[Part of a data file]
○ ○ ○ ○ ○ ○ ○

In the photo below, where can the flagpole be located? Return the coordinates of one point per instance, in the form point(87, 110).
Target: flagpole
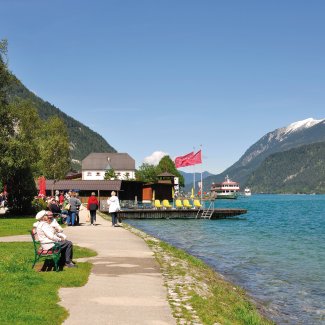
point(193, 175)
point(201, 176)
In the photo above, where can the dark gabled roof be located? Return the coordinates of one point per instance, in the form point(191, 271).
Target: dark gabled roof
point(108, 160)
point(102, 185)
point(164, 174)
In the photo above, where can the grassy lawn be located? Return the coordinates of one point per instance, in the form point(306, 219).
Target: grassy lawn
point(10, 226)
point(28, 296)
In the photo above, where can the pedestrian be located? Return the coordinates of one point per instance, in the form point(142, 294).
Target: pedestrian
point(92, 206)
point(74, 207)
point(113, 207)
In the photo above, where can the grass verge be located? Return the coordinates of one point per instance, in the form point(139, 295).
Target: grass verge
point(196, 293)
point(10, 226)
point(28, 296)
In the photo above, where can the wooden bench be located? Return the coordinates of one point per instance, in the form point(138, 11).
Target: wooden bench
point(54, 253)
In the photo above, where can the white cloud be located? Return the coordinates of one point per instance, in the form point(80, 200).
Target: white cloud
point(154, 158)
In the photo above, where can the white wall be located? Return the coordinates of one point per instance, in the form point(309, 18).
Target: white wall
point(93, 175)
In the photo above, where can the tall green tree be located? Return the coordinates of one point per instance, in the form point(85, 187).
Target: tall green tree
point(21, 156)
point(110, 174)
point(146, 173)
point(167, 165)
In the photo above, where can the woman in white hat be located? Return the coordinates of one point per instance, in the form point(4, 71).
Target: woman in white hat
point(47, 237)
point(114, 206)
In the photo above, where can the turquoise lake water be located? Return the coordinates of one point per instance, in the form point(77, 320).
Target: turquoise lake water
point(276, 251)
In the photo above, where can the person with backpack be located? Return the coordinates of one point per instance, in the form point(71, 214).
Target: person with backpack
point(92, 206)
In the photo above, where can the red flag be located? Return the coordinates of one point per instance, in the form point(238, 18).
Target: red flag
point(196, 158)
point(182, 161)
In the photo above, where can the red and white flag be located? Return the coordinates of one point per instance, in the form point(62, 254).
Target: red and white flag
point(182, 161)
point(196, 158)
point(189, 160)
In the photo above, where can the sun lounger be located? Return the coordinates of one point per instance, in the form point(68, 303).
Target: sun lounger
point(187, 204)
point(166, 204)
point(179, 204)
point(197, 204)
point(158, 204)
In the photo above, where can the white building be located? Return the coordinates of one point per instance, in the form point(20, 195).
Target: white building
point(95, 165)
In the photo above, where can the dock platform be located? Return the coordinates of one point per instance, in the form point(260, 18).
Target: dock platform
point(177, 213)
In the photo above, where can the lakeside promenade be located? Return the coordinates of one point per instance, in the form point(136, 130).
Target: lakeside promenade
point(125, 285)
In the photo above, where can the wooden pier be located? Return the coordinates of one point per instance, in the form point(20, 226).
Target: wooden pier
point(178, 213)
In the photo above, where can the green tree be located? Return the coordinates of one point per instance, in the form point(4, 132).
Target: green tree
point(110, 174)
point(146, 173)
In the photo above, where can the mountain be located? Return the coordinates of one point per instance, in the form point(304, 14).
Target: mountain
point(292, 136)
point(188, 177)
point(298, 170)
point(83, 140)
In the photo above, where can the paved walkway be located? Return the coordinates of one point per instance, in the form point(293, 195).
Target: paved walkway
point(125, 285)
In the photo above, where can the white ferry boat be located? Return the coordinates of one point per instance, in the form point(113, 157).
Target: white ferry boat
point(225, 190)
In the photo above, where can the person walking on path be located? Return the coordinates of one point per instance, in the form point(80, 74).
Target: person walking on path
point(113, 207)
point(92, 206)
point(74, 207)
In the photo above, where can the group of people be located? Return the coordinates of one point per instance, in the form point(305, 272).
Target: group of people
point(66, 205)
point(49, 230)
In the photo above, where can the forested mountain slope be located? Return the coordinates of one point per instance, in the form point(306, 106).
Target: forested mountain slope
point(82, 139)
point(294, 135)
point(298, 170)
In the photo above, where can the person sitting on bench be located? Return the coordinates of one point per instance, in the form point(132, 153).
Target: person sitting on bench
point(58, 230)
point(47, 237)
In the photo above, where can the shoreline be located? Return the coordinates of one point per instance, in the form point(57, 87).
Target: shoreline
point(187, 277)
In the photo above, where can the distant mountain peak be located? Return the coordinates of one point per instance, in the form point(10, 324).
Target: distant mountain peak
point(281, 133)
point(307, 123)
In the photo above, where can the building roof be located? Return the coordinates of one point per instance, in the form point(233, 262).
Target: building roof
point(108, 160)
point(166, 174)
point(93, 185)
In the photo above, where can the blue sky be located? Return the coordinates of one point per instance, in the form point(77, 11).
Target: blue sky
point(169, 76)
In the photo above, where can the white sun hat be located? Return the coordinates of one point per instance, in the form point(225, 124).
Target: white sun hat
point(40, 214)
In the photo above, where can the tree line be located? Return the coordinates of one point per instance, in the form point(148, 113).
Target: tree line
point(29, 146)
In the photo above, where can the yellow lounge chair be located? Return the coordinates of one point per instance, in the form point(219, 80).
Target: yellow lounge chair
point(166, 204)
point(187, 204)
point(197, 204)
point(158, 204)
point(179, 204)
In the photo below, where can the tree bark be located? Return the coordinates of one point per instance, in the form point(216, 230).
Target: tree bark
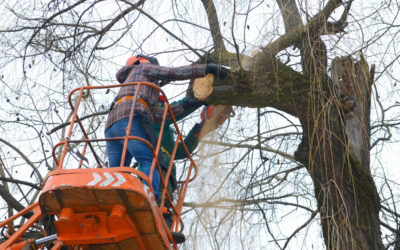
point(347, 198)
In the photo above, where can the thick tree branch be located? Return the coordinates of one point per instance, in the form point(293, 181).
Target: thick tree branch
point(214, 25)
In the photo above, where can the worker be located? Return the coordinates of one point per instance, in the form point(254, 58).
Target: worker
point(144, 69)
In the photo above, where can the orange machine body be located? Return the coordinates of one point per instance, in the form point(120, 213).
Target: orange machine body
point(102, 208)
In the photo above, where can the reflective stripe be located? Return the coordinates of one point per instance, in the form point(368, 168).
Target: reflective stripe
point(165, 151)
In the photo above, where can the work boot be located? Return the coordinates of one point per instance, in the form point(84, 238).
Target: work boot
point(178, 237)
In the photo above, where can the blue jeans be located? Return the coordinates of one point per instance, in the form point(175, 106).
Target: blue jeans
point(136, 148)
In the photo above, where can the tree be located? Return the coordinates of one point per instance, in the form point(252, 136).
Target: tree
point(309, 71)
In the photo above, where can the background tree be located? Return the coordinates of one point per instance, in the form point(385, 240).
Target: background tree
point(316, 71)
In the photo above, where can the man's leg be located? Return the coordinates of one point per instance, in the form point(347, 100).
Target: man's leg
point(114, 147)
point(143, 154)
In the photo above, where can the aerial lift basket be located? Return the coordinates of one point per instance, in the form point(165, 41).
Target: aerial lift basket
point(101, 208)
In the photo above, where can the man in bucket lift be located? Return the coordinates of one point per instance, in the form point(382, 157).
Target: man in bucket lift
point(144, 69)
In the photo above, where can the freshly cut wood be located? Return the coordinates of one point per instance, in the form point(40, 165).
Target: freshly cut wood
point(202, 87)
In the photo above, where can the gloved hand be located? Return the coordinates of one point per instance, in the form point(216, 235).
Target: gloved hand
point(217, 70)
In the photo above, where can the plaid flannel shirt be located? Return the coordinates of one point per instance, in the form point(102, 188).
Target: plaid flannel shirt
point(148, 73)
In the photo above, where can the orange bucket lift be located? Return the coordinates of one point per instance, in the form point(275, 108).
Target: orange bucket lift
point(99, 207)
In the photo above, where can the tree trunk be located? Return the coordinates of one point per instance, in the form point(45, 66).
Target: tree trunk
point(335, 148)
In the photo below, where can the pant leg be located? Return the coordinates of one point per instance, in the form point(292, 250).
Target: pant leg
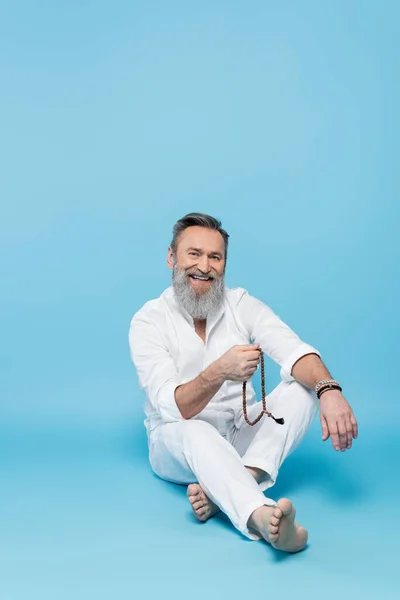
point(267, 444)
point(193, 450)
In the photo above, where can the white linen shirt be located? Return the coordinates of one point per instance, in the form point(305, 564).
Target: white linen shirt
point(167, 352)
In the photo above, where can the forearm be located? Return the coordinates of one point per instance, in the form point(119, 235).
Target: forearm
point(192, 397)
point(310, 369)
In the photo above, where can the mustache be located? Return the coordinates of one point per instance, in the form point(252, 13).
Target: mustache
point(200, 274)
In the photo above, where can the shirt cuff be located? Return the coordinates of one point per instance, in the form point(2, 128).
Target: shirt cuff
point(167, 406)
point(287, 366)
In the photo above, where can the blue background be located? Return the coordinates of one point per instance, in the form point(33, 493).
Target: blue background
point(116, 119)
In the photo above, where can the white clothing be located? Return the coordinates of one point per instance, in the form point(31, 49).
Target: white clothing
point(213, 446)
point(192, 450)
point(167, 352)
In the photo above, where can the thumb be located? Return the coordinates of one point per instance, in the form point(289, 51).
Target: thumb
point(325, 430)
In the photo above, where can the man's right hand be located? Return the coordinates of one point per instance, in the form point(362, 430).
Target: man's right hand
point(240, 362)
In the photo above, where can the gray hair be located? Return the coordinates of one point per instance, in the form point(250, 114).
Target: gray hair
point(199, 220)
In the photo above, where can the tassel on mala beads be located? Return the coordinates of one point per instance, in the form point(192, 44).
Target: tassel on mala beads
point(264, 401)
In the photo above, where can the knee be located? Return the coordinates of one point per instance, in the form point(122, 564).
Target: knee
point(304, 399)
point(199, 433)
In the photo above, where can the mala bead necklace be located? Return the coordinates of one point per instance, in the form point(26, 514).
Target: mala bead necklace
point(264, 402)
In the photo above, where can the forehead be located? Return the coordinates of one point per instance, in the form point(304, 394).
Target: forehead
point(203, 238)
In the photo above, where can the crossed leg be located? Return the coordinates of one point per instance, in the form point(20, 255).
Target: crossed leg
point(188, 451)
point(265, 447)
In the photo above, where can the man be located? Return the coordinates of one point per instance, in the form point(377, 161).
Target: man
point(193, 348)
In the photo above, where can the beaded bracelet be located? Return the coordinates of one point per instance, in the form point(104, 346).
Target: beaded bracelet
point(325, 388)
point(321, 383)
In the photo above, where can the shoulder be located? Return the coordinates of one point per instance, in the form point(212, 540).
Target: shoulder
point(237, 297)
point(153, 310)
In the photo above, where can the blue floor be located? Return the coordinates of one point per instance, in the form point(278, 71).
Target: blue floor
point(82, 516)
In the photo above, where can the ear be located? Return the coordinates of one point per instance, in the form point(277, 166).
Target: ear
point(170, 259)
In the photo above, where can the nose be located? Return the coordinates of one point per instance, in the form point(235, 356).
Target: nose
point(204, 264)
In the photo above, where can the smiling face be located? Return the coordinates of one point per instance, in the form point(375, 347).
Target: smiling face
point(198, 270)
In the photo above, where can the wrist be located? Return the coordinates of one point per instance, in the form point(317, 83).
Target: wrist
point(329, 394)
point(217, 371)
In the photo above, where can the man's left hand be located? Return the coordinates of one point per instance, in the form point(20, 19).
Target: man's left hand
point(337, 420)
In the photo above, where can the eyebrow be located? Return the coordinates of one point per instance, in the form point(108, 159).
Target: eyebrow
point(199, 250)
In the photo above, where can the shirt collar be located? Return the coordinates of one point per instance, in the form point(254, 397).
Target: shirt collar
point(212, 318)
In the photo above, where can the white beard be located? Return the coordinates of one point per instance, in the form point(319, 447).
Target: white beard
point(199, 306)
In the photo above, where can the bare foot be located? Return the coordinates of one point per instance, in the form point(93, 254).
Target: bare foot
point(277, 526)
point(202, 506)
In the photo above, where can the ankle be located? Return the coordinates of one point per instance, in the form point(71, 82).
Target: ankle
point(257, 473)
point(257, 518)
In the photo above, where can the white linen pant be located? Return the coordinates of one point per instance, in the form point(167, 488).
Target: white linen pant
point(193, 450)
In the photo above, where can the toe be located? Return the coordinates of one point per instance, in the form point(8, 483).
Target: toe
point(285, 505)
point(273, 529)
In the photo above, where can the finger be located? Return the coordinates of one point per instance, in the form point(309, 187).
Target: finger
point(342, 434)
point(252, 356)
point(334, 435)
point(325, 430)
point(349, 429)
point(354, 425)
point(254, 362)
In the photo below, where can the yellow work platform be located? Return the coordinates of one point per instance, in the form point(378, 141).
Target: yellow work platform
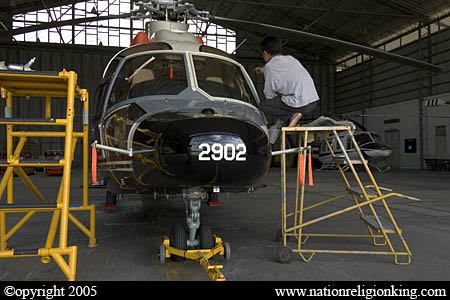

○ ○ ○ ○ ○ ○ ○

## Given problem:
Reproduce verbatim the lines of the material between the line containing "In the photo above, where can the shoreline" and the line containing "point(29, 146)", inclusive.

## Result for this exercise:
In the photo above, where can the shoreline be located? Return the coordinates of one point per instance, in the form point(57, 87).
Target: shoreline
point(187, 277)
In the photo above, where can the distant mountain peak be located? Return the coordinates of one point per instance, in the form point(10, 324).
Target: distant mountain peak
point(281, 133)
point(307, 123)
In the photo above, where can the building roof be located? Return the coordinates of one point per instance, in the form point(233, 262).
Target: building roof
point(108, 160)
point(166, 174)
point(93, 185)
In the photo above, where can the blue sky be located? Return the coordinates of one point per instance, in the form point(77, 11).
Target: blue sky
point(169, 76)
In the photo above, where can the white sun hat be located? Return the coordinates of one point per instance, in the form point(225, 124).
Target: white sun hat
point(40, 214)
In the photo above, where can the tree line be located? Return the coordinates of one point per instance, in the form point(148, 113).
Target: tree line
point(29, 146)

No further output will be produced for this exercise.